### [What you have to do]
In the listing below, find each line containing "wooden" and report it.
*** Opening of Task material ***
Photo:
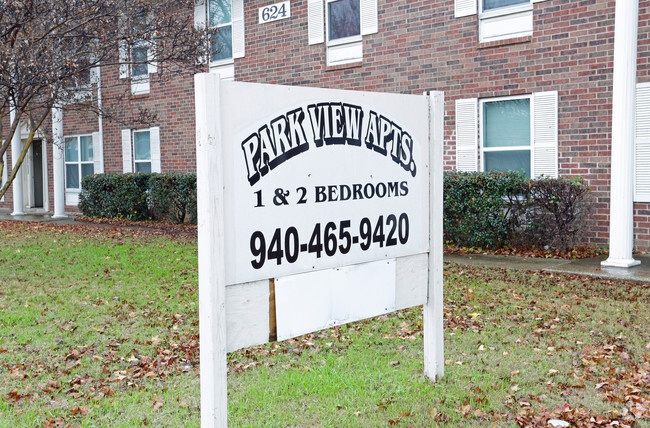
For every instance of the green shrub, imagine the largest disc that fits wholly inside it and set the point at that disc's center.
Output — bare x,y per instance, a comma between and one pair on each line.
115,196
173,196
496,209
476,211
555,212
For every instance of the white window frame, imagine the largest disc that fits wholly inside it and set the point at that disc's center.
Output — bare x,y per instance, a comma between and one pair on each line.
79,162
224,61
481,125
128,150
344,50
544,134
348,50
5,172
146,161
72,194
502,23
225,67
504,10
140,84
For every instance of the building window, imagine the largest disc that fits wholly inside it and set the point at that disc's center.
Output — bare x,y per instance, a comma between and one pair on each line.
497,4
343,19
506,135
220,19
226,20
5,172
142,151
78,160
342,24
515,133
499,19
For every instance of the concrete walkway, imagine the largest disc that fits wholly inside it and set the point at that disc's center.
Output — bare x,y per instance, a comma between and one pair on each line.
589,267
5,214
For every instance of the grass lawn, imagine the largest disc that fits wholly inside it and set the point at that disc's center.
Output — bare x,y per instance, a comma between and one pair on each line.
99,327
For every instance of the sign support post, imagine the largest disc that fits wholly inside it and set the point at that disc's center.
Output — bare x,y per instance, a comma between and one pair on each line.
212,281
434,363
349,229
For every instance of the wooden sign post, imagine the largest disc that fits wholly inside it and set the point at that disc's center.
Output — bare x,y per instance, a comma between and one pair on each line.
316,208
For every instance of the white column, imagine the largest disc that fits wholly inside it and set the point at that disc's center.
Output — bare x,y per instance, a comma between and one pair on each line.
58,162
17,185
621,212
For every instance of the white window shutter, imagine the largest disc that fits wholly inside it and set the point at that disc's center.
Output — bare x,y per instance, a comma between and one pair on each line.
369,20
152,64
123,59
545,129
127,157
465,8
467,134
5,173
315,21
642,144
238,39
98,154
200,14
201,21
154,141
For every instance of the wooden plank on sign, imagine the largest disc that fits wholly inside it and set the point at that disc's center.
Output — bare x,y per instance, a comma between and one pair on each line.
411,281
247,314
250,307
313,301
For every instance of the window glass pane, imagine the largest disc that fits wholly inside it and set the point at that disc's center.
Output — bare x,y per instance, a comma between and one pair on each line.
139,57
143,167
344,19
141,146
222,43
506,123
87,169
72,176
514,160
495,4
71,150
86,143
219,12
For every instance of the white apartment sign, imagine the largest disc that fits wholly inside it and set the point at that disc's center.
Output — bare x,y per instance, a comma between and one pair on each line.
317,190
317,178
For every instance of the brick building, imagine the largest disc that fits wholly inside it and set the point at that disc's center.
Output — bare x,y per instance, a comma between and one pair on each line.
528,84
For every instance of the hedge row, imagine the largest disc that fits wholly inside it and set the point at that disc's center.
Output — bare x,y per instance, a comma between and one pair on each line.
488,209
496,209
139,196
*** Close of Task material ***
### [Response to this exercise]
For every instance of the wooden sign post, imagine the largest disc that fits wholly inside it and set the point at that disc's center.
For every instance of the wooden plank on sign, imagine the largest disc that fits wholly inside it and set the point at that disc's center.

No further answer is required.